> [Fragmento para leer]
════

Los duelos inconclusos
Todos los años, en esta fecha, los cementerios estaban llenos de personas que visitaban las tumbas de familiares y amigos difuntos. ¡Cuántos recuerdos agradecidos, cuánto respeto y cariño hacia los que partieron, también cuánta pena por su ausencia y, sobre todo, cuánta esperanza en la plenitud de vida de la resurrección presente en la oración y en las flores sobre sus tumbas! Pero este año no ha sido así, no podemos ir a los cementerios a visitar las tumbas donde descansan los restos mortales de nuestros seres queridos.
El encuentro de la familia, la oración y las manifestaciones llenas de cariño agradecido y traspasadas por la pena de la ausencia son parte del proceso del duelo. El duelo que todos vivimos ante la muerte de quienes hemos amado, y que es el dolor por la pérdida que sentimos. El duelo es el tiempo en que vamos digiriendo esa partida y el vacío que la ausencia que nos ha dejado; así, vamos reubicando emocionalmente en nuestra vida a la persona fallecida y vamos reformulando nuestra propia vida sin esa persona. De esta manera, vamos asumiendo la pérdida y rehaciendo nuestra vida, de una manera nueva o distinta.

════

> [Contenido de datos]
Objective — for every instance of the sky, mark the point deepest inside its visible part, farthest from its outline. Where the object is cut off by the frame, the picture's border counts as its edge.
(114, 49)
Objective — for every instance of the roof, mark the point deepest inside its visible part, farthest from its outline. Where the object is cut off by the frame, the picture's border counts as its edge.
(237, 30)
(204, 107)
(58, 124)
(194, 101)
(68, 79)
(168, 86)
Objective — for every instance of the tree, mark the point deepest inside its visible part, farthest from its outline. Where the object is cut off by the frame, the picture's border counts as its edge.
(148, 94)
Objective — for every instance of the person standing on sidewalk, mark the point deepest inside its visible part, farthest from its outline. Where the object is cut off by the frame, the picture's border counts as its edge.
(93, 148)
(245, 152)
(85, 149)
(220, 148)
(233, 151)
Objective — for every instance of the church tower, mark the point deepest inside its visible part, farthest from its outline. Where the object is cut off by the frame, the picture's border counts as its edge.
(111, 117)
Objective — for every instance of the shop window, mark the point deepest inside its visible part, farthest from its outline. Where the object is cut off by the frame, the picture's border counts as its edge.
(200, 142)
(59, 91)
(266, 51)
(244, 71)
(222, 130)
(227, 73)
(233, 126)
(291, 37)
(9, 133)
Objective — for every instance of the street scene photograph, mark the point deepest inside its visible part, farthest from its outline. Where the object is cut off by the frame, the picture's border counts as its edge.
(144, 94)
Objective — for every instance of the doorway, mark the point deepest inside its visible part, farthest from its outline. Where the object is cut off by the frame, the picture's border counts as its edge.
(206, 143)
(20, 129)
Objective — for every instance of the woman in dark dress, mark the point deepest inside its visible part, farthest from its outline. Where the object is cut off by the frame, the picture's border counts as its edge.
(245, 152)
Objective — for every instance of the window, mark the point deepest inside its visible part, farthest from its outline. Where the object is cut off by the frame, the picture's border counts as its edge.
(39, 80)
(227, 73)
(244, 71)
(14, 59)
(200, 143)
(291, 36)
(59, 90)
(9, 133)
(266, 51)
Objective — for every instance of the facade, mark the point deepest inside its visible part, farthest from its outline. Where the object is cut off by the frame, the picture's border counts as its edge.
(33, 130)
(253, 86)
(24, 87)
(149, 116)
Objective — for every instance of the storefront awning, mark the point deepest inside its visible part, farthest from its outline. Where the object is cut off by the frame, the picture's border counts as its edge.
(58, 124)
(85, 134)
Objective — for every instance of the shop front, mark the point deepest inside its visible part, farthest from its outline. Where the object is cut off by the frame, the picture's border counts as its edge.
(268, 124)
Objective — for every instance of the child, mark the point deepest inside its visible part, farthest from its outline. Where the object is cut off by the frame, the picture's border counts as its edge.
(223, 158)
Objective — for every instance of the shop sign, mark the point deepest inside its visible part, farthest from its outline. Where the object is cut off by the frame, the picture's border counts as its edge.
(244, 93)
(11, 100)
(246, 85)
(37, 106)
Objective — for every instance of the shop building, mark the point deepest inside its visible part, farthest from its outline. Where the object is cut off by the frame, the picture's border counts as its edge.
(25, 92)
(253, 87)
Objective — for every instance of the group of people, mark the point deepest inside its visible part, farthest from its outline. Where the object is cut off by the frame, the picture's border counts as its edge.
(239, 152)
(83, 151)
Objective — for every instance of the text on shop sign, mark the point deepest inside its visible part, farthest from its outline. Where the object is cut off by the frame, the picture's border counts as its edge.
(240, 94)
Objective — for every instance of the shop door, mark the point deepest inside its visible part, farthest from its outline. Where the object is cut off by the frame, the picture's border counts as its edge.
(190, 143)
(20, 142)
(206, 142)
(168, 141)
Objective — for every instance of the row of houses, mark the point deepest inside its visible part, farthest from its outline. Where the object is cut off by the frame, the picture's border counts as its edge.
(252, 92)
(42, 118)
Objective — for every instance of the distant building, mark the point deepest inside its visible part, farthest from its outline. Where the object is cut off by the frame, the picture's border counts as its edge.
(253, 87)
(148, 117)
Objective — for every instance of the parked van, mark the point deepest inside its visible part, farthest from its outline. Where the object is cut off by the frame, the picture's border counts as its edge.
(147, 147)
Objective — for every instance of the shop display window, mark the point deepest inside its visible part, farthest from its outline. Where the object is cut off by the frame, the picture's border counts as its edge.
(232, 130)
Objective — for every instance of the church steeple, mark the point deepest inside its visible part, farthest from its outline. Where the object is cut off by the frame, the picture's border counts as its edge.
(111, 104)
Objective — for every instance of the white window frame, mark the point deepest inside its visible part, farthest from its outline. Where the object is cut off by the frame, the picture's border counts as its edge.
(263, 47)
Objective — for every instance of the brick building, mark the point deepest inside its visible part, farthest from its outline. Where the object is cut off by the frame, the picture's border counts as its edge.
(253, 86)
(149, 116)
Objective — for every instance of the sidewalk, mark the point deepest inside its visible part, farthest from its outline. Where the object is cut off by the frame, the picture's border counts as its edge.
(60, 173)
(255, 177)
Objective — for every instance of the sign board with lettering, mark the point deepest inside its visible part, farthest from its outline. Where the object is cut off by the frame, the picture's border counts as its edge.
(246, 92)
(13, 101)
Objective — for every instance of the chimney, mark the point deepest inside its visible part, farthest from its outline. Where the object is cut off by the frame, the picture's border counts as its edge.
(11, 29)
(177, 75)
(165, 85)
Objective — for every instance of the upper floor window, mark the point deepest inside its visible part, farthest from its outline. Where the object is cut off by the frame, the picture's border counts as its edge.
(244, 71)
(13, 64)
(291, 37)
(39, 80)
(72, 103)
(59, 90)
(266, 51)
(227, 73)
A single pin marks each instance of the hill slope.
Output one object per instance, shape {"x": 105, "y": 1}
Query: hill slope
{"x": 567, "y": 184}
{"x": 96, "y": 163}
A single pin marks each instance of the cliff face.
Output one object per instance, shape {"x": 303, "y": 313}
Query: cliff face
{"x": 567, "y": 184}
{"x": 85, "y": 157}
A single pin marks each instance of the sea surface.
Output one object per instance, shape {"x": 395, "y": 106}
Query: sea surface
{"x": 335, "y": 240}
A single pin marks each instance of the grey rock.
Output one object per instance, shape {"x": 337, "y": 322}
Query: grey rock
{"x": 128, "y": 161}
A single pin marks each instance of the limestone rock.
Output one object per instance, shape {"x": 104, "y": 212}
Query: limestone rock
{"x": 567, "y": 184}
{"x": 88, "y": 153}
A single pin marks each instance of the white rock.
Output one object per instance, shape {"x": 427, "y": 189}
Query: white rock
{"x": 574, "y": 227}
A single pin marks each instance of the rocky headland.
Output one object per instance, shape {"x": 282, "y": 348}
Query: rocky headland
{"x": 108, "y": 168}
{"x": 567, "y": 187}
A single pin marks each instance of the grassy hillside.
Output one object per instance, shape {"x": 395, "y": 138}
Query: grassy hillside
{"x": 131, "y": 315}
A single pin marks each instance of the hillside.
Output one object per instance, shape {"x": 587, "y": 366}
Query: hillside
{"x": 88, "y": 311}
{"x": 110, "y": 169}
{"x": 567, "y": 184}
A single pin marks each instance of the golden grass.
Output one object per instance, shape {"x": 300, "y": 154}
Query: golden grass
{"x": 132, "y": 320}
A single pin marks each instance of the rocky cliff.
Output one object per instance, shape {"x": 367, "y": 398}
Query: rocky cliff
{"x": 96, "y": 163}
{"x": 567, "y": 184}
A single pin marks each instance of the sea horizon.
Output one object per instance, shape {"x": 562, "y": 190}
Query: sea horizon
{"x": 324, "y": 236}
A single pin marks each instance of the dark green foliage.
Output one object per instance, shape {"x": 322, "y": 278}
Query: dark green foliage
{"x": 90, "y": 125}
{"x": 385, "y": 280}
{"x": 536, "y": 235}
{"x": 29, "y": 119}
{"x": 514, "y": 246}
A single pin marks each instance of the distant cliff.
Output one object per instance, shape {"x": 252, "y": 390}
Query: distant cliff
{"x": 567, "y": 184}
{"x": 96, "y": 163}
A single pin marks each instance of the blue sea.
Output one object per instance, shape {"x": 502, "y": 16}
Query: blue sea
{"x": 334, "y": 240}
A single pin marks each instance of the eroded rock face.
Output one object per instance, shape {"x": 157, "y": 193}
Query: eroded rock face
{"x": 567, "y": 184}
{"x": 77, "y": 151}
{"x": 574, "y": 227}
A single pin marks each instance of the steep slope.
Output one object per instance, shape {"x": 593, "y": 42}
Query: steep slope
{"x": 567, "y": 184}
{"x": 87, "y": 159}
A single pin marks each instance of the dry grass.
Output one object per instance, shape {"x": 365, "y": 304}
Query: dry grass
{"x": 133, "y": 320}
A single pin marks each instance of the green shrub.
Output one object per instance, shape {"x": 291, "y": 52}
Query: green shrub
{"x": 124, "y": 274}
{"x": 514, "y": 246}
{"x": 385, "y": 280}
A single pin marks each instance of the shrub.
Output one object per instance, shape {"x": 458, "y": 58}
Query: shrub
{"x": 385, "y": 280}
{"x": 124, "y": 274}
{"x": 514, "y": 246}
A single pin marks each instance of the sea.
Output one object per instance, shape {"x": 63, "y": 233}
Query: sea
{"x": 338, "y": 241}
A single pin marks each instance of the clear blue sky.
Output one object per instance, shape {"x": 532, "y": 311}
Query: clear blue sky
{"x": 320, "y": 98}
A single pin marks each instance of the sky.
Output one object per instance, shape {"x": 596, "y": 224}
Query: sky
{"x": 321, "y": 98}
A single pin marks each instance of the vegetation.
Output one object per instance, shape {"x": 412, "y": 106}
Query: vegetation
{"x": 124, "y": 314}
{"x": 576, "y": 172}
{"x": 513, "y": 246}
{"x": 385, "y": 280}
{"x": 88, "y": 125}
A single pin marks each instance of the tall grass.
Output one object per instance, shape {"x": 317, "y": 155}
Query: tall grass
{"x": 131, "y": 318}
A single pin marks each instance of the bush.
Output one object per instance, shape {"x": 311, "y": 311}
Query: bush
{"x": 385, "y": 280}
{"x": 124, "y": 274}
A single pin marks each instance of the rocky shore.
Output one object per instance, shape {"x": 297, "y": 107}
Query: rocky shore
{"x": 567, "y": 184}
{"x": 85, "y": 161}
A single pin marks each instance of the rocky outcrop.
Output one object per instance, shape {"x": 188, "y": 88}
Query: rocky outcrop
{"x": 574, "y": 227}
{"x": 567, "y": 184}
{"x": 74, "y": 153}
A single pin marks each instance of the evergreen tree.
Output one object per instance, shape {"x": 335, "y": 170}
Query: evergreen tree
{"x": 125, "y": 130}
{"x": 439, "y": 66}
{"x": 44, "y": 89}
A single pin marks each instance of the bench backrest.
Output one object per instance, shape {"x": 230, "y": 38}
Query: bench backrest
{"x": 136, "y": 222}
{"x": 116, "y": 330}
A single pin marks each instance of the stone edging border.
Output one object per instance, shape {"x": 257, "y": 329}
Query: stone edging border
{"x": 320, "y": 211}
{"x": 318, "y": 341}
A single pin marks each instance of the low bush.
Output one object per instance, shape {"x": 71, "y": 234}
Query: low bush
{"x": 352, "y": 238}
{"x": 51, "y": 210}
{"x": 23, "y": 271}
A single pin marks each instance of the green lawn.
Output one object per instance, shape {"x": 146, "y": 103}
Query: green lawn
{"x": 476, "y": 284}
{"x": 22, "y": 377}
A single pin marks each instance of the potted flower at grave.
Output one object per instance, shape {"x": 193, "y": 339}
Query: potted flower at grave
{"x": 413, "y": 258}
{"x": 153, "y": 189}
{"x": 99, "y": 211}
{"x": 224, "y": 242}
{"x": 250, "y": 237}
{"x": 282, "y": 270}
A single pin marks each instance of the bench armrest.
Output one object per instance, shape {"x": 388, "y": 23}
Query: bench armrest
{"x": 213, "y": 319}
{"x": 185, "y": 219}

════

> [Tarea] Por favor, continúa el texto sobre el duelo por los seres queridos a partir de su última oración.

> [Respuesta al ejercicio]
Pero este año, con la tragedia del coronavirus, son muchos los duelos que han quedado inconclusos. Muchas personas fallecidas por el coronavirus, o por otras causas durante la pandemia, no han podido ser despedidas por sus familias y amigos, según los modos que hemos elaborado en nuestra cultura.
De muchas personas he escuchado frases como estas: “fuimos al hospital porque no se sentía bien y no lo vimos más, hasta que nos entregaron un ataúd sellado”, “ha muerto sola”, “no hemos podido verlo”, “no he podido despedirme de ella”. En los funerales que, como sacerdote, me ha tocado acompañar en el cementerio se percibe el dolor de una despedida que ha sido incompleta y un duelo que queda inconcluso.
Por eso, es importante que todos podamos acompañarnos en esos duelos inconclusos, hacerlo con la presencia y compañía, con disponibilidad para escuchar, porque las palabras se quedan cortas ante el dolor, la ausencia, la soledad; también la oración esperanzada de la fe en el Señor Jesús resucitado y la cercanía de la comunidad cristiana van permitiendo vivir el proceso del duelo. En estos tiempos en que la cercanía física se hace difícil, el teléfono, las video llamadas, los encuentros familiares y los encuentros de oración por zoom, facilitan la cercanía que no es posible físicamente.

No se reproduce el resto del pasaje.